[Assignment] Exact copies of all entries are needed. Pictures are to be left out.

[Referring expression pointing data]
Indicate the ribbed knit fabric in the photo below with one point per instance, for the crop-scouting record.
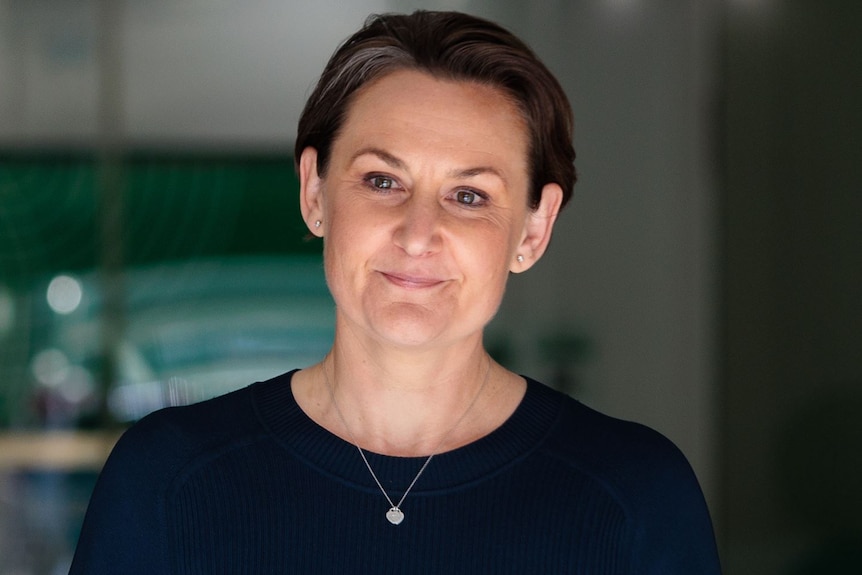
(247, 484)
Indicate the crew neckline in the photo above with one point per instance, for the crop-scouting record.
(513, 440)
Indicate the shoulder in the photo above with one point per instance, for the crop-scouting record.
(167, 440)
(650, 479)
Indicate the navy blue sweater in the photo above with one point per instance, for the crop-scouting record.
(246, 483)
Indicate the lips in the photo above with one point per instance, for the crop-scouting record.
(412, 281)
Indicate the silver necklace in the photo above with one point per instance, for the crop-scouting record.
(395, 516)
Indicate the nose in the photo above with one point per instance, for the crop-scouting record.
(418, 231)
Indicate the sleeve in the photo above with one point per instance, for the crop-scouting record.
(673, 533)
(124, 527)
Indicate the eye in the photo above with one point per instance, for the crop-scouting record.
(381, 182)
(469, 197)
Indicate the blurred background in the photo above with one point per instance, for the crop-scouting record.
(705, 279)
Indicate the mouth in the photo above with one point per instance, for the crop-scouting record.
(409, 281)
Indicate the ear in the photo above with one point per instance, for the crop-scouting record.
(311, 192)
(537, 229)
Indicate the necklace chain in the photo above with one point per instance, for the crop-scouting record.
(395, 515)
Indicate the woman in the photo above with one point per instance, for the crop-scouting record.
(434, 156)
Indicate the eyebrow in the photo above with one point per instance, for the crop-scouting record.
(397, 163)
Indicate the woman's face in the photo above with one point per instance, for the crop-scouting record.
(424, 209)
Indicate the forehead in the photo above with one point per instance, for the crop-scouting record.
(410, 107)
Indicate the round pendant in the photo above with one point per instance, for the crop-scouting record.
(395, 516)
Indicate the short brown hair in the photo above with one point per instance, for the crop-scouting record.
(454, 46)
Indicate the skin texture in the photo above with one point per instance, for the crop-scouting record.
(424, 212)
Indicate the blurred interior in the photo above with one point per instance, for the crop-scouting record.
(705, 279)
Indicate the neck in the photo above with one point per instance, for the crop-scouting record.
(412, 405)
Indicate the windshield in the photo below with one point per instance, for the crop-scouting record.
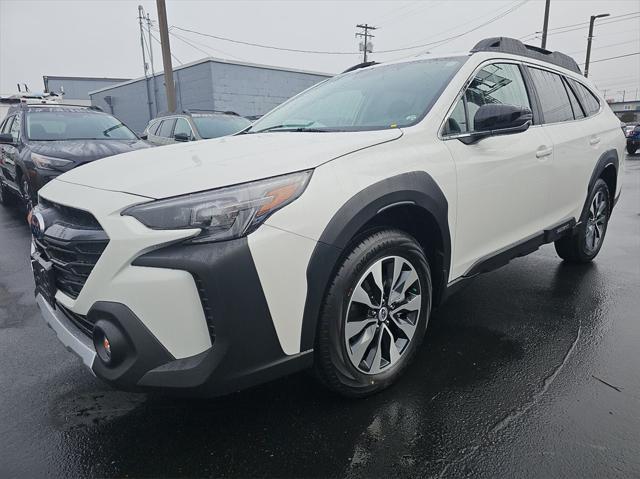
(384, 97)
(50, 125)
(213, 126)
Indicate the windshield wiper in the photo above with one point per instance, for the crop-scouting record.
(289, 127)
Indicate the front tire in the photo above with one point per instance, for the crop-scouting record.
(374, 315)
(585, 243)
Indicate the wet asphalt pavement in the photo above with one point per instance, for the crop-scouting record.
(532, 371)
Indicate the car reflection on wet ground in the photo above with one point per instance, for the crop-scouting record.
(533, 371)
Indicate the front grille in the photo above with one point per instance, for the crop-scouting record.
(206, 307)
(80, 321)
(73, 242)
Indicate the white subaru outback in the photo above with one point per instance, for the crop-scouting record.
(327, 232)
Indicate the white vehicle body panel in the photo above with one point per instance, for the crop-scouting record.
(498, 191)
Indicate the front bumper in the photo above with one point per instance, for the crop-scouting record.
(190, 318)
(68, 334)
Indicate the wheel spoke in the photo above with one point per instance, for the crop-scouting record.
(360, 348)
(361, 296)
(377, 358)
(353, 328)
(407, 328)
(413, 304)
(398, 263)
(376, 272)
(394, 354)
(378, 330)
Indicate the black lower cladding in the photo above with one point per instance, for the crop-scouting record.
(246, 349)
(138, 349)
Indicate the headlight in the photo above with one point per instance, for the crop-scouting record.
(224, 213)
(48, 162)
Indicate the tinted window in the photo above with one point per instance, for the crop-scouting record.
(575, 105)
(214, 126)
(553, 96)
(153, 128)
(74, 124)
(6, 126)
(387, 96)
(15, 128)
(588, 99)
(457, 122)
(498, 83)
(182, 126)
(166, 128)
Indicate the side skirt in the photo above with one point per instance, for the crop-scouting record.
(504, 256)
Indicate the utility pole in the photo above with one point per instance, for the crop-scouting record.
(589, 38)
(145, 66)
(545, 26)
(366, 27)
(166, 55)
(153, 69)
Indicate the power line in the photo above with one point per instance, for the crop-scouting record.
(325, 52)
(613, 58)
(580, 26)
(259, 45)
(172, 55)
(487, 14)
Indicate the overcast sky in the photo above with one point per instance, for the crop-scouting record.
(101, 38)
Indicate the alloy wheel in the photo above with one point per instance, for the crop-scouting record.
(383, 314)
(596, 223)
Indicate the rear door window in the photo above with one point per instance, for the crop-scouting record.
(182, 126)
(575, 104)
(166, 128)
(554, 100)
(589, 101)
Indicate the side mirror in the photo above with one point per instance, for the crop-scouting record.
(499, 119)
(6, 139)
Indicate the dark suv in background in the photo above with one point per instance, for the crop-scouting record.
(41, 141)
(192, 125)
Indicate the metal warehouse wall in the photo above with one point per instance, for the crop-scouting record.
(207, 84)
(78, 88)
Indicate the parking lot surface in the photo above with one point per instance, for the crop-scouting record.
(532, 371)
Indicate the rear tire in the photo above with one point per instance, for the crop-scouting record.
(7, 198)
(368, 335)
(584, 244)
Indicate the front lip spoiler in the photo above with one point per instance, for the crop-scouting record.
(73, 339)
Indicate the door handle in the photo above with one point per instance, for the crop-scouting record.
(542, 152)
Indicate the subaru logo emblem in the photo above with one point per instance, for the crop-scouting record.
(36, 222)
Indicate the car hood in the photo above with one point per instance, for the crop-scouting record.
(197, 166)
(84, 151)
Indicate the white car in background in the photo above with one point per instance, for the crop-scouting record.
(327, 232)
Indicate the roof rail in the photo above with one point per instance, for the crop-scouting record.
(516, 47)
(359, 66)
(204, 110)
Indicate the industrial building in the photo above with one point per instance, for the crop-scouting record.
(76, 89)
(208, 84)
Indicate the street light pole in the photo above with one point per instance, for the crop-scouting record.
(589, 38)
(166, 56)
(545, 26)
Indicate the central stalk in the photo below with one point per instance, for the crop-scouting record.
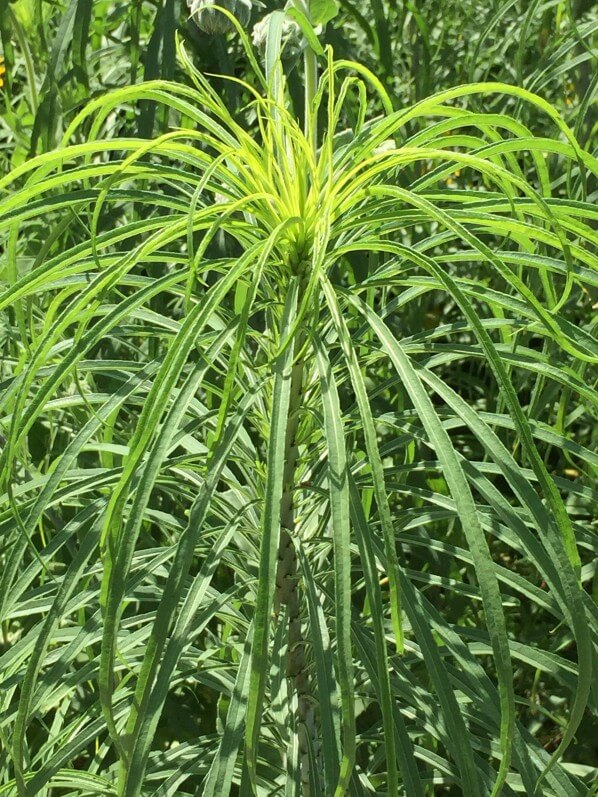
(287, 579)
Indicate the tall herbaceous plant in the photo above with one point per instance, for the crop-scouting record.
(278, 414)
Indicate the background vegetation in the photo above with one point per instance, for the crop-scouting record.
(142, 368)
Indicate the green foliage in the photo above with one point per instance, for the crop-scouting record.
(298, 442)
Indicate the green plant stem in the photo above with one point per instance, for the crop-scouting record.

[Answer to this problem]
Indicate the ribbed knit fabric in the photo below with one point per instance, for the crop-scouting record.
(247, 484)
Indicate the crew neckline in the photo above with one point per instance, for the crop-scouting record.
(513, 440)
Indicate the shoulder in the photo above with one point per instance, for the crop-scouting record.
(167, 440)
(650, 479)
Indicate the navy blue sweater in the photo above with one point per instance, for the crop-scouting record.
(246, 483)
Indicate the lips in the photo above with one point per instance, for the crop-scouting record.
(412, 281)
Indicate the silver necklace in the photo above with one point per instance, for the crop-scouting record.
(395, 516)
Indicate the nose in the photo above with one point per instance, for the crop-scouting record.
(418, 231)
Indicate the sleeve in the photo above with one point per instance, for the crop-scouting record.
(673, 533)
(124, 527)
Indicate the eye in the photo above with one point per instance, for the crop-scouting record.
(381, 182)
(469, 197)
Indicate the blurred background in the photo above with one point per instance, for the crop-scouting record.
(705, 279)
Indicate the mouth in the photo above with one point per instance, for the crop-scouting record.
(409, 281)
Indicate the ear in the photo above with one point per instance, for the crop-scouting record.
(311, 192)
(537, 229)
Indicate the necklace chain in the photo above with one point per instance, for the crop-scouting record.
(395, 515)
Indicate the woman in the photo above with one point per instance, for the crop-scouting record.
(434, 156)
Indicate the eyebrow in the photo above with one point per instance, for the crop-scouting record.
(397, 163)
Indicate the woman's face in the photo above with one point per instance, for the crop-scouting record.
(424, 209)
Indicate the forehead in the photo above with one point per instance, for the crop-scouting record.
(410, 107)
Indicate the round pendant in the photo above with one point per instance, for the crop-scouting record.
(395, 516)
Indicate the short brown hair in the photo above with one point per instance, for the crop-scouting record.
(454, 46)
Indicate the skin texture in the photo above with one point per instance, for the crop-scouting record.
(424, 212)
Indicate the blurred interior in the photo above with one point per instance, for the crop-scouting record.
(705, 279)
Indicate the neck in the photo above with one point per instance, for the crop-scouting record.
(412, 405)
Indicate the windshield in the photo below with one point per instance, for the crop-scouting record.
(384, 97)
(50, 125)
(213, 126)
Indicate the windshield wiper in the photo above with one point per instance, for the crop-scouting record.
(289, 127)
Indicate the front tire in the photo above with one point per instance, for the crop-scouting record.
(374, 315)
(585, 243)
Indicate the wet asphalt pavement in the photo above with one point per instance, for the crop-scouting record.
(532, 371)
Indicate the car reflection on wet ground in the photo above with one point per instance, for the crop-scouting record.
(533, 371)
Indicate the front grille in the photo above with one point per instance, for the crop-scouting record.
(206, 307)
(80, 321)
(73, 242)
Indicate the white subaru outback in the photo above with one point per instance, for the crop-scouting record.
(327, 232)
Indicate the white vehicle body panel in the photo above with one point per instance, for the crop-scouting record.
(498, 191)
Indicate the front bumper in the photo above with one point per instance, for the crop-scouting record.
(190, 318)
(68, 334)
Indicate the wheel spoke in the photo above with one point per instance, for the crop-scouting record.
(360, 348)
(361, 296)
(377, 358)
(353, 328)
(407, 328)
(413, 304)
(398, 263)
(376, 272)
(394, 354)
(378, 330)
Indicate the black lower cladding in the photo above with one point per instance, for the crop-scouting record.
(246, 349)
(138, 349)
Indicate the headlight in the photo above with one point per instance, for the crop-scouting record.
(224, 213)
(48, 162)
Indicate the tinted window in the photo above with one point per instance, for the crop-scouting record.
(575, 105)
(214, 126)
(553, 96)
(153, 128)
(74, 124)
(6, 126)
(387, 96)
(15, 128)
(588, 99)
(457, 122)
(498, 83)
(182, 126)
(166, 128)
Indicate the side skirt in the photo above with one point per instance, for the crop-scouting record.
(504, 256)
Indicate the utility pole in the photo above with one point per instance, for the crop-scouting record.
(589, 38)
(145, 66)
(545, 26)
(366, 27)
(166, 55)
(153, 69)
Indicate the power line in the photo above with one point per instance, for the crop-scouting record.
(325, 52)
(613, 58)
(580, 26)
(259, 45)
(172, 55)
(487, 14)
Indicate the overcast sky in the photo above with one point per instance, for the crop-scouting record.
(101, 38)
Indicate the alloy wheel in the photo above with one point per instance, for the crop-scouting record.
(383, 314)
(596, 223)
Indicate the rear door window in the photo above with one point per instance, for the crop-scouting record.
(182, 126)
(575, 104)
(166, 128)
(554, 100)
(589, 101)
Indicate the side mirror in the photo above with one point per instance, for the crop-scouting record.
(499, 119)
(6, 139)
Indicate the dark suv in background in the photo above with one point per instance, for the crop-scouting record.
(41, 141)
(192, 125)
Indicate the metal warehouse wall in the photo above with one point per instance, for the crop-scouting record.
(207, 84)
(78, 88)
Indicate the parking lot surface in the photo above with one point per instance, for the crop-scouting record.
(532, 371)
Indicate the rear tire in the photo above with one point per instance, for the crop-scouting record.
(7, 198)
(368, 335)
(584, 244)
Indicate the front lip spoiler in the photo above with one point per instance, for the crop-scouting record.
(73, 339)
Indicate the door handle in the photo above with one point per instance, for the crop-scouting record.
(542, 152)
Indicate the subaru logo emblem in the photo above with one point per instance, for the crop-scouting record.
(36, 222)
Indicate the car hood in the photo above with one point per instance, for the crop-scouting record.
(197, 166)
(84, 151)
Indicate the white car in background in the photo above with one point per instance, for the crop-scouting record.
(327, 232)
Indicate the roof rail in the photo above with one point per instance, for the crop-scouting record.
(516, 47)
(359, 66)
(204, 110)
Indicate the industrial building in the photo above with one point per instance, for the crop-scouting record.
(76, 89)
(208, 84)
Indicate the street light pole in the photo above with one point per instance, for the crop-scouting record.
(589, 38)
(166, 56)
(545, 26)
Indicate the central stalk in the photo below with one point per instance, for the crop-scouting record.
(287, 579)
Indicate the tall herbaceous plant in the photo above with one point per instance, for the crop-scouting record.
(278, 414)
Indicate the background vegetation in the photo above with one point per instance, for the crop-scouting record.
(142, 368)
Indicate the green foliage in the photo above with one point per instance, for the crop-scouting record.
(298, 442)
Indicate the green plant stem in the photo above with one point per instance, for the crop-scouting record.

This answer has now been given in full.